(Referring expression pointing data)
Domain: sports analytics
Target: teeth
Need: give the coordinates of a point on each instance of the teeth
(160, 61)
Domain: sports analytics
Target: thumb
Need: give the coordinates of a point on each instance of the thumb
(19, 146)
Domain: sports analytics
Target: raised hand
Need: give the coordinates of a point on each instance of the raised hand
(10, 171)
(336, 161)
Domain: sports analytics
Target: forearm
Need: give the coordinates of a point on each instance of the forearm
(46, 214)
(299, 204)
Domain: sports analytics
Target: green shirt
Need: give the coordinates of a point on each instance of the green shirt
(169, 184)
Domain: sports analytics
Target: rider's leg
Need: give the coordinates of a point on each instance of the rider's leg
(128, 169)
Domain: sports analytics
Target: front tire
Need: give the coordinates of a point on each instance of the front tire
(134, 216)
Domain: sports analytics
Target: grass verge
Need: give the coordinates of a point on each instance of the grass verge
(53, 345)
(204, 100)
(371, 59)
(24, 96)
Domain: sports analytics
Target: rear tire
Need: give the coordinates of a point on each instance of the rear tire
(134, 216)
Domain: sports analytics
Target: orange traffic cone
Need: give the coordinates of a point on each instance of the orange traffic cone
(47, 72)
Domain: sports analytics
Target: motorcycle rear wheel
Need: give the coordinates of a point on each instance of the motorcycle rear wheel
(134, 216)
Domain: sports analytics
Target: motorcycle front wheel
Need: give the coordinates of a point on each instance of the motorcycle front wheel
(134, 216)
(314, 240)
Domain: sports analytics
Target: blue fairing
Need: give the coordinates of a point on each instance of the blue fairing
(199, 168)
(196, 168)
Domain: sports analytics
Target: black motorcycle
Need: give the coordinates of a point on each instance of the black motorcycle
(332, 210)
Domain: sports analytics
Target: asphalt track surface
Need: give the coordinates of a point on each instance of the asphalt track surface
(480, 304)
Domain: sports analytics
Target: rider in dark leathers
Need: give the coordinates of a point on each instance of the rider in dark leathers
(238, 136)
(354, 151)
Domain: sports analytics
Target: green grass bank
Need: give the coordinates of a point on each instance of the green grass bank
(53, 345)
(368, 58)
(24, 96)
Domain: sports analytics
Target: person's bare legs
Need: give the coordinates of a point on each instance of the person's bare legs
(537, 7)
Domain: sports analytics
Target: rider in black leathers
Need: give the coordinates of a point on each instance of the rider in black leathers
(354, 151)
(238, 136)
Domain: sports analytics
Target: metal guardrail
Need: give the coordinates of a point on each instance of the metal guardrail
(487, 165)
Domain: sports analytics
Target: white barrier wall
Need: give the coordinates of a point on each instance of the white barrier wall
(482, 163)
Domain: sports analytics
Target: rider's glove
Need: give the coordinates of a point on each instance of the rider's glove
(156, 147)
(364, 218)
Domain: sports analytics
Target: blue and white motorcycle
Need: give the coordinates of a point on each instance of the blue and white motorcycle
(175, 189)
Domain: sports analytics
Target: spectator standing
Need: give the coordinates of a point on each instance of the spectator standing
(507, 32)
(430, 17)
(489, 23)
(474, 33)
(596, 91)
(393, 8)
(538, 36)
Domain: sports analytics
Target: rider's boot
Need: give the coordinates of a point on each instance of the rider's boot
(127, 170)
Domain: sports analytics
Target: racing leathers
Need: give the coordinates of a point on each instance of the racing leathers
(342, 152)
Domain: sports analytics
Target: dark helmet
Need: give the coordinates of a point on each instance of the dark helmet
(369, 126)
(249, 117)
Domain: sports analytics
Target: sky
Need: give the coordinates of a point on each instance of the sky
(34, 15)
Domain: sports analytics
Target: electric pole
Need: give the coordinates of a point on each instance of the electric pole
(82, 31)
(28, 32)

— Task item —
Look above for the line containing "the motorcycle front wheel" and the line containing "Target: spectator standing". Transcribe both, with the lines between them, exactly.

— Solution to this exercise —
Need: give the coordinates of a point on each instance of the motorcycle front wheel
(134, 216)
(314, 240)
Domain: sports analytics
Target: blue fairing
Need: give the coordinates of a point on each instance of the blue fairing
(199, 168)
(196, 168)
Domain: sports analytics
Target: black motorcycle
Need: give the coordinates of a point on each instance of the black motorcycle
(332, 210)
Domain: sports analytics
Target: asphalt track surface
Need: give the coordinates of a point on each instance of the asphalt track surface
(480, 304)
Domain: sports analytics
Target: rider in dark leathers
Need: give the coordinates of a point on each instance of the rider in dark leathers
(238, 136)
(354, 151)
Domain: sports analytics
Target: green grass bank
Need: give the coordinates of a point on each instance of the green grass bank
(53, 345)
(368, 58)
(24, 96)
Domain: sports analytics
Target: person's bare legs
Need: give the coordinates of a point on each instance of the person's bare legs
(537, 7)
Domain: sports analytics
Target: rider in black leathers
Need: give the coordinates of a point on each instance of the rider in black leathers
(354, 151)
(238, 136)
Domain: sports analytics
Target: metal guardrail
Need: give the coordinates of a point on each instance of the metal guardrail
(487, 165)
Domain: sports analytics
Target: white barrier wall
Need: give the coordinates of a point on each instance of the white barrier wall
(482, 163)
Domain: sports analytics
Target: rider's glove
Need: give the coordinates of a point on each instance of the rider's glove
(156, 147)
(364, 218)
Domain: sports analytics
Target: blue and white motorcycle
Need: give the coordinates of a point on each instance of the blue and white motorcycle
(175, 189)
Domain: sports analytics
Target: spectator standing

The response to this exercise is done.